READING PASSAGE:

##############################

Total forces acting downward on the plane

[goldfish9776]

Homework Statement

the total force acting downwards the plane = 100(9.81)sin20 + 150= 485.5 N , should I take the tension in B into consideration ? how to get the tension on the rope ?

Homework Equations

The Attempt at a Solution

 

[SteamKing]

Homework Statement

the total force acting downwards the plane = 100(9.81)sin20 + 150= 485.5 N , should I take the tension in B into consideration ?

Do you feel that the tension has no effect on the block?

how to get the tension on the rope ?

The block is in equilibrium as shown. How does the block stay in equilibrium?

 

[Doc Al]

should I take the tension in B into consideration ?

It's a force acting on the block, so you'd better.

how to get the tension on the rope ?

You are told that point B is in equilibrium.

 

[PhanthomJay]

Homework Statement

the total force acting downwards the plane = 100(9.81)sin20 + 150= 485.5 N , should I take the tension in B into consideration ?

tension and friction

how to get the tension on the rope ?.

try a free body diagram of joint B. Please show your work. Is the block in equilibrium?

##############################

DATA PROVIDED:

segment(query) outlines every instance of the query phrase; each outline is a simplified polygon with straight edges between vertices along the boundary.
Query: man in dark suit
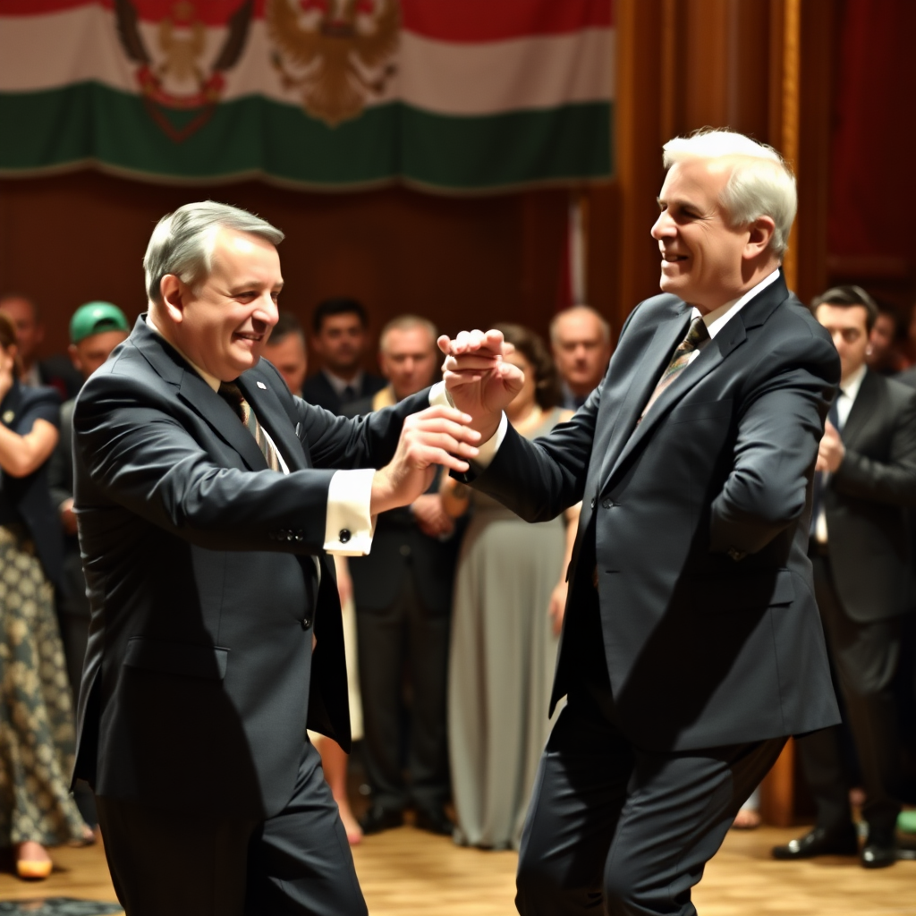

##############################

WHAT YOU NEED TO DO: In the forum thread on forces acting down the plane, what total downward force along the plane does the first poster calculate?

RIGHT ANSWER: 485.5 N, from 100(9.81)sin20 + 150.